** BEGIN **

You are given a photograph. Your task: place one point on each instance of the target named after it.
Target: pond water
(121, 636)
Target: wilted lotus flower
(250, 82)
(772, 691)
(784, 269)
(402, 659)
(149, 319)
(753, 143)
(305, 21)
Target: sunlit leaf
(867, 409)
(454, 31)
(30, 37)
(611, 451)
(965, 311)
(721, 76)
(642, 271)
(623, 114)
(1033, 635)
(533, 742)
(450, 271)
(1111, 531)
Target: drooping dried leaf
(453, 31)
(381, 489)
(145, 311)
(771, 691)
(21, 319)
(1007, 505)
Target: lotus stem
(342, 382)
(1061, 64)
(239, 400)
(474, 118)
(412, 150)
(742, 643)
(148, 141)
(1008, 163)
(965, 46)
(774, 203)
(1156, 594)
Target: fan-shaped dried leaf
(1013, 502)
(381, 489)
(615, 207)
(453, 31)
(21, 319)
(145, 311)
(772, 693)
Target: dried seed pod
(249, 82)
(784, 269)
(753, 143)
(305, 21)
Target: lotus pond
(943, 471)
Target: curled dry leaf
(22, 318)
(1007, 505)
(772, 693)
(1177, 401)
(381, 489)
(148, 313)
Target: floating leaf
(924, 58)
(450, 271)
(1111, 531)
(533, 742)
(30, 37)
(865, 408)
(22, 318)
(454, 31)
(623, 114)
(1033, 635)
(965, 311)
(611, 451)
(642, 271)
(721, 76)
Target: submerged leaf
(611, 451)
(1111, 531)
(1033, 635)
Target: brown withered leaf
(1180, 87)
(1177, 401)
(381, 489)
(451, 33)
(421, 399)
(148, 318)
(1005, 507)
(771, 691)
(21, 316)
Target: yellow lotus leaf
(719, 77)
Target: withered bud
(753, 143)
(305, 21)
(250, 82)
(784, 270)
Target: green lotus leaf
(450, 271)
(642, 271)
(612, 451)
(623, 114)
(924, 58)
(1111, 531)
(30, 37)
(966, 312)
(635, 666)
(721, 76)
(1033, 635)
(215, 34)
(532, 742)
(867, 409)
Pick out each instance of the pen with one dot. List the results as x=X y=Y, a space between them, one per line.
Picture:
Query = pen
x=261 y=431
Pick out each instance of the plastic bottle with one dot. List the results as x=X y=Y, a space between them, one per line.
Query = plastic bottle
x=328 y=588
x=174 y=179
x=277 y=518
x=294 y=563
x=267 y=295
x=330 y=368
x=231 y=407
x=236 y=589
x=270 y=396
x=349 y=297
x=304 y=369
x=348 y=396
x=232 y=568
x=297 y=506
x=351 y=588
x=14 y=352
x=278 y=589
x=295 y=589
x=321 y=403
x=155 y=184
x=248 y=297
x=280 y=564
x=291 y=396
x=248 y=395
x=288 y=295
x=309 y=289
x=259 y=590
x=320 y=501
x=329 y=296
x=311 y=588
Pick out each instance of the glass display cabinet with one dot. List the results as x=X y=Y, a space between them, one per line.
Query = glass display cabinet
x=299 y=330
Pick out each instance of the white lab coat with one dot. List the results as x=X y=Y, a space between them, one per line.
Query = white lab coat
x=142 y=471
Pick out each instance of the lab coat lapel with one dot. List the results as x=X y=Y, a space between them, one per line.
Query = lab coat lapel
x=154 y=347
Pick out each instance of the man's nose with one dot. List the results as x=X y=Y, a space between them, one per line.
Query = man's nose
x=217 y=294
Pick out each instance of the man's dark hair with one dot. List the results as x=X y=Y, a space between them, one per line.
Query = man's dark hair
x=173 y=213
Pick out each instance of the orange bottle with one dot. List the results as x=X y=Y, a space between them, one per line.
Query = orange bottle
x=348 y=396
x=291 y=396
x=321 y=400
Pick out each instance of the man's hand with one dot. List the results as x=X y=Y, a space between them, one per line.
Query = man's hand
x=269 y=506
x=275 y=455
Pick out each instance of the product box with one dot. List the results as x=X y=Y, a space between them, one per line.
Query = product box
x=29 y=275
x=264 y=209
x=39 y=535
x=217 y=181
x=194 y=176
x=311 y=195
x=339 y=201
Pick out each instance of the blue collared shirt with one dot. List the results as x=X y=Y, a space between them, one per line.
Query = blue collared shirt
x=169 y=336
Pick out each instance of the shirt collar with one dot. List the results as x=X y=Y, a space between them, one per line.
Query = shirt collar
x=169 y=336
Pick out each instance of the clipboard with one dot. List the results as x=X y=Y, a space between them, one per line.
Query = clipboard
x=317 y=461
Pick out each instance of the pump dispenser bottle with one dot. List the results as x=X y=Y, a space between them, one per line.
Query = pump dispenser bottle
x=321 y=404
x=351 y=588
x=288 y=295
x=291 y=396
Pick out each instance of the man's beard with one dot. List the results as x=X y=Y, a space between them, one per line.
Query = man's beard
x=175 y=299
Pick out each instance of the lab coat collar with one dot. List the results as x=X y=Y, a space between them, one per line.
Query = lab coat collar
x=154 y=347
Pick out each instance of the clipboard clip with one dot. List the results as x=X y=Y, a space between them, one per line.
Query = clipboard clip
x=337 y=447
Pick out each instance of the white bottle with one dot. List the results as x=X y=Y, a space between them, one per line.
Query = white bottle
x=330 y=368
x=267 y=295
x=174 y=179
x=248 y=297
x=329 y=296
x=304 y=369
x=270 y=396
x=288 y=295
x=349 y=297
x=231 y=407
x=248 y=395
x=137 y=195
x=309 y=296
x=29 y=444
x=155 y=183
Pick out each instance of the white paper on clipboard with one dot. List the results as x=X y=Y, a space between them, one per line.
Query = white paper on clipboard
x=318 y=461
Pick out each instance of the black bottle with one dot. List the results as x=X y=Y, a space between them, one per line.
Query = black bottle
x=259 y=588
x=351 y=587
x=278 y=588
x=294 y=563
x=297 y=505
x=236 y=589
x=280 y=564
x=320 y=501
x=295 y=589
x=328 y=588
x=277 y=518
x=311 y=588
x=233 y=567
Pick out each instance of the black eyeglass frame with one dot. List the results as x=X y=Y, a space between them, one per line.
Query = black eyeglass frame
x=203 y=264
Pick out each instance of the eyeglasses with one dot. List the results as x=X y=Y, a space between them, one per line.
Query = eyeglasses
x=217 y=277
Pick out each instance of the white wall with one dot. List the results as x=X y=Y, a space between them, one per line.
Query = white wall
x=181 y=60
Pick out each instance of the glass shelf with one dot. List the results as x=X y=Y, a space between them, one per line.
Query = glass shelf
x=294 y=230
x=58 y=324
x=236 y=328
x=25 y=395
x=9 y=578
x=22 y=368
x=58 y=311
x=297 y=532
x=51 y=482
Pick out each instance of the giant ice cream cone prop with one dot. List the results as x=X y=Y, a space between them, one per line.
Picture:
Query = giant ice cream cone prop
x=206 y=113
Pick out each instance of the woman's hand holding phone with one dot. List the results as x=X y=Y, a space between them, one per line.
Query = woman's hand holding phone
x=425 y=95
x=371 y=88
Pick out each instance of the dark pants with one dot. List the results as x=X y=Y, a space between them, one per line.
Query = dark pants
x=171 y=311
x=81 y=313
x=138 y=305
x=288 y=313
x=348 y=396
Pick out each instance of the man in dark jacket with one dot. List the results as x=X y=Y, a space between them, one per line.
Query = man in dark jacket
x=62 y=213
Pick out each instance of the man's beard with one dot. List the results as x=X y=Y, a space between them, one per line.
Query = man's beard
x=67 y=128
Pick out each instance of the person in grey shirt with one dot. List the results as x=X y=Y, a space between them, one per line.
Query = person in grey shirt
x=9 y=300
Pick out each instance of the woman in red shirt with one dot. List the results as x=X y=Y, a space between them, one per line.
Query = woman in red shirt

** END **

• Exercise prompt:
Starting at the line containing "Pick out each instance of the man in" and running through the end of the entries, reproduce every line, requests included, but shift each x and y coordinate in the answers up by 122. Return only those lines.

• Written response:
Pick out each instance of the man in dark jacket with one dot. List the results as x=X y=Y, a space between them, one per line.
Query = man in dark jacket
x=184 y=335
Pick out each instance of the man's beard with one dot. List the results as x=X y=Y, a space between them, one per line.
Query = man's beard
x=189 y=250
Pick out each instance of the person in grey shirt with one dot. List the results as x=X y=Y, a space between them, one per line.
Query = person in grey shirt
x=131 y=422
Pick out each instance of the woman in red shirt with one dot. List the results as x=X y=Y, a space between them, one per line.
Query = woman in red shirt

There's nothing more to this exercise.